==== DATASET ENTRIES
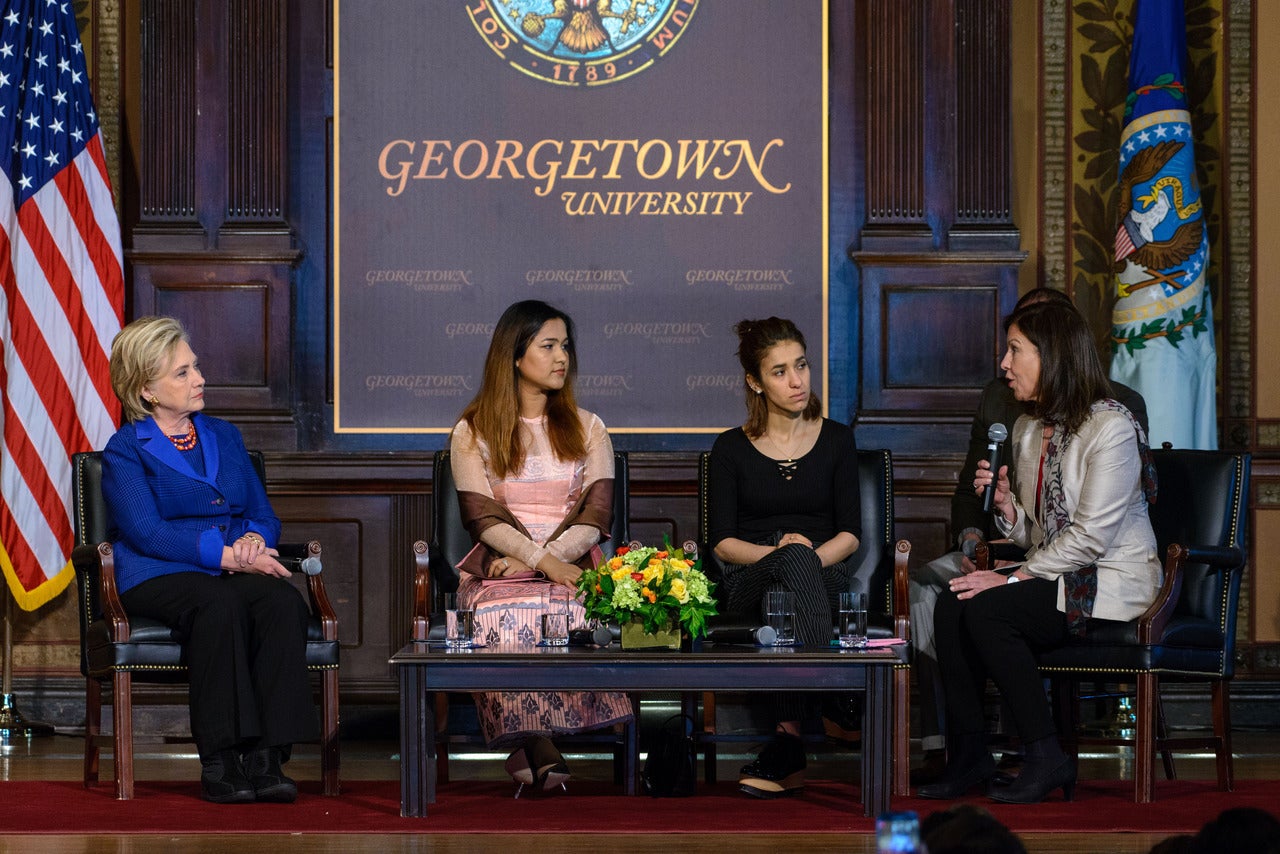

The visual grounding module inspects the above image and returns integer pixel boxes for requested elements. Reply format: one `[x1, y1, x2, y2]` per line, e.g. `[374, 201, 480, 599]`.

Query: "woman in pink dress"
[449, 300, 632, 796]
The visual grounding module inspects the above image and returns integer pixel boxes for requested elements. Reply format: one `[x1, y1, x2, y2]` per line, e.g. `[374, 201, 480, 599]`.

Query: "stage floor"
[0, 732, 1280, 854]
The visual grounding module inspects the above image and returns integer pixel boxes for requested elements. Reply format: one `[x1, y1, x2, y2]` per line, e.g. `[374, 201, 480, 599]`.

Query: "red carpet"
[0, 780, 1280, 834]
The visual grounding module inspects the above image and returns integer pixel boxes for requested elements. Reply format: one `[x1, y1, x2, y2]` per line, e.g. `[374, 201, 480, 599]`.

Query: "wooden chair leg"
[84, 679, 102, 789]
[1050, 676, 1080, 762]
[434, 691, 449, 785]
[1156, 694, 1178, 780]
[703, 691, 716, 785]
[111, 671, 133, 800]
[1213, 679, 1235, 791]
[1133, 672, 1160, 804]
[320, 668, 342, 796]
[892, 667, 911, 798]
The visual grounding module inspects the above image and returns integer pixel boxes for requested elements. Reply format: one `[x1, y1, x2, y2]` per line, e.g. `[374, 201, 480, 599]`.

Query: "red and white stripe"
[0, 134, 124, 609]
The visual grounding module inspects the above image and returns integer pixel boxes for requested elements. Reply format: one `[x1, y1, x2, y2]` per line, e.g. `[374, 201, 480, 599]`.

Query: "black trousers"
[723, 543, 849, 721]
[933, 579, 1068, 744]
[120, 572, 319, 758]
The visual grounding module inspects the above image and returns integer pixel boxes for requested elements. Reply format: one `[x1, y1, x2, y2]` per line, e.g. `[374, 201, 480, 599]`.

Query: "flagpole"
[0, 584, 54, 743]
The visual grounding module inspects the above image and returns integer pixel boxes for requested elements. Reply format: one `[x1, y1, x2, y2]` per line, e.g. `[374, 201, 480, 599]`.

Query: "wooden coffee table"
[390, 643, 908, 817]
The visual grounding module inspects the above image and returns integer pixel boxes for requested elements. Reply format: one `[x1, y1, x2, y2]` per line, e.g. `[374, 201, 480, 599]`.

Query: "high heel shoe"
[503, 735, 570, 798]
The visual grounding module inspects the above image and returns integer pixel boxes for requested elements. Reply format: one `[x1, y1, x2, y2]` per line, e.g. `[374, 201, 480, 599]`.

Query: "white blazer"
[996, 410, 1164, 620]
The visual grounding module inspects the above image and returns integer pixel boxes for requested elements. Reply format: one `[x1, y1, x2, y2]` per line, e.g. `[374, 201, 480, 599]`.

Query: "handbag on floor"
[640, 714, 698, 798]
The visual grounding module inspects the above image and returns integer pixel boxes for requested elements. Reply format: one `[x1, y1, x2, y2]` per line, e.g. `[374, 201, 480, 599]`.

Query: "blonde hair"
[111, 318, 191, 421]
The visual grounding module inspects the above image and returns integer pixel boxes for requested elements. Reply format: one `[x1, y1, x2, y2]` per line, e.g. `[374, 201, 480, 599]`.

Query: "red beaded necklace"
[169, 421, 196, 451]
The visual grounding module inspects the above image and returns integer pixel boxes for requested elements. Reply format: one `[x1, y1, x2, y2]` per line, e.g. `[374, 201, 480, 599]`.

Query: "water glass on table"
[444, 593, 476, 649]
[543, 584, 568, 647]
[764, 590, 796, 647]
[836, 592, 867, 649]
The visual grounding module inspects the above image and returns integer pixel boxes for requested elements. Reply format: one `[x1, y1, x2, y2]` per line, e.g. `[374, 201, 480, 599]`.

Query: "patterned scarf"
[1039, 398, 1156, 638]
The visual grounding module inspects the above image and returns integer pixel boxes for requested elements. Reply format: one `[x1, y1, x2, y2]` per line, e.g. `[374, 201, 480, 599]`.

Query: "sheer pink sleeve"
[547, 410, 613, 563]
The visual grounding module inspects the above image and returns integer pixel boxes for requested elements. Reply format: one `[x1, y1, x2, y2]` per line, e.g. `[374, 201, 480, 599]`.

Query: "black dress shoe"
========
▶ STATED TASK
Collect each line from the items above that contains the word "table". Case counts, so count only matches with the same capitalization.

▶ SOLUTION
Query: "wooden coffee table"
Query: "water glass on table"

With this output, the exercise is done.